(DATASET RECORDS begins)

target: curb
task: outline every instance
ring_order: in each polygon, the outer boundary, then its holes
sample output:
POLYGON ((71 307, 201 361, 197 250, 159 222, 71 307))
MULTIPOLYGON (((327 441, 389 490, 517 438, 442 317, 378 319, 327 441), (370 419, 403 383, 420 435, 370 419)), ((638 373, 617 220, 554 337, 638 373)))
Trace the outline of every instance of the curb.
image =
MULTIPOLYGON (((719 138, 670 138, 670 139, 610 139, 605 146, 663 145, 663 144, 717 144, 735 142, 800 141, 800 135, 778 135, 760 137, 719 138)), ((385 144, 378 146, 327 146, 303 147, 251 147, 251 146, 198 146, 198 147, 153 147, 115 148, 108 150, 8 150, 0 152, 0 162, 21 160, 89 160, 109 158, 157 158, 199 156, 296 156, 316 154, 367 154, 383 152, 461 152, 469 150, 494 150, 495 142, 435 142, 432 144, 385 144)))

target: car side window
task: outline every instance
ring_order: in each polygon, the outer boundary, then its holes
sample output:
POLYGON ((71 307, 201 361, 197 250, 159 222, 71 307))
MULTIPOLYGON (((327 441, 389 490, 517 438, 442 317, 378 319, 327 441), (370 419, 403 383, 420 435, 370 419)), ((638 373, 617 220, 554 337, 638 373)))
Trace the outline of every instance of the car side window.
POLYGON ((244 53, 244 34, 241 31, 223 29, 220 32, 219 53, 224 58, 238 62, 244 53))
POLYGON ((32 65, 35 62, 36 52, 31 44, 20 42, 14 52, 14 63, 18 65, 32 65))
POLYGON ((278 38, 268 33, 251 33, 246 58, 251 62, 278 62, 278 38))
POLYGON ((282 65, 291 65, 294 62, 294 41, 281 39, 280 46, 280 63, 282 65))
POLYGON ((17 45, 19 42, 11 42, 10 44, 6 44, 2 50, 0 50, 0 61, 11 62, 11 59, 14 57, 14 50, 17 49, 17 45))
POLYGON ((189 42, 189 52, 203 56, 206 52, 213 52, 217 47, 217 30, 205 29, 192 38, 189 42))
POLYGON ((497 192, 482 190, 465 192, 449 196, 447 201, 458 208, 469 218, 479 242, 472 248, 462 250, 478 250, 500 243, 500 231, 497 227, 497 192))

(DATASET RECORDS ends)

The response should consist of all the entries, reproduced word for word.

target: curb
task: outline every instance
ring_order: in each polygon, the outer boundary, then its holes
sample output:
POLYGON ((71 307, 201 361, 197 250, 159 222, 71 307))
MULTIPOLYGON (((327 441, 389 490, 517 438, 442 317, 378 319, 327 441), (370 419, 403 383, 420 435, 370 419)), ((638 373, 617 220, 554 337, 638 373)))
Trace the outline of every instance of the curb.
image =
MULTIPOLYGON (((719 138, 670 138, 670 139, 610 139, 605 146, 663 145, 663 144, 717 144, 735 142, 800 141, 800 135, 778 135, 760 137, 719 138)), ((385 144, 378 146, 327 146, 303 147, 251 147, 251 146, 198 146, 198 147, 153 147, 115 148, 108 150, 8 150, 0 152, 0 162, 21 160, 89 160, 109 158, 157 158, 199 156, 296 156, 316 154, 367 154, 383 152, 461 152, 469 150, 494 150, 495 142, 435 142, 432 144, 385 144)))

target: car side window
task: outline every instance
ring_order: in each polygon, the outer boundary, then its holes
sample output:
POLYGON ((71 307, 201 361, 197 250, 159 222, 71 307))
MULTIPOLYGON (((327 441, 389 490, 517 438, 442 317, 378 319, 327 441), (370 419, 403 383, 420 435, 370 419)), ((638 373, 617 220, 554 337, 638 373)))
Trace the outline of every instance of the car side window.
POLYGON ((244 53, 244 34, 241 31, 223 29, 220 32, 219 53, 224 58, 238 62, 244 53))
POLYGON ((32 65, 35 62, 36 52, 31 44, 20 42, 14 52, 14 63, 18 65, 32 65))
POLYGON ((278 38, 268 33, 251 33, 246 58, 251 62, 278 62, 278 38))
POLYGON ((282 65, 291 65, 294 62, 294 41, 281 39, 280 46, 280 63, 282 65))
POLYGON ((17 45, 19 42, 11 42, 10 44, 6 44, 2 50, 0 50, 0 61, 11 62, 11 59, 14 57, 14 50, 17 49, 17 45))
POLYGON ((189 42, 189 52, 203 56, 206 52, 213 52, 217 47, 217 30, 205 29, 192 38, 189 42))
POLYGON ((497 192, 482 190, 465 192, 449 196, 447 201, 458 208, 469 218, 479 242, 472 248, 462 250, 478 250, 500 243, 500 231, 497 227, 497 192))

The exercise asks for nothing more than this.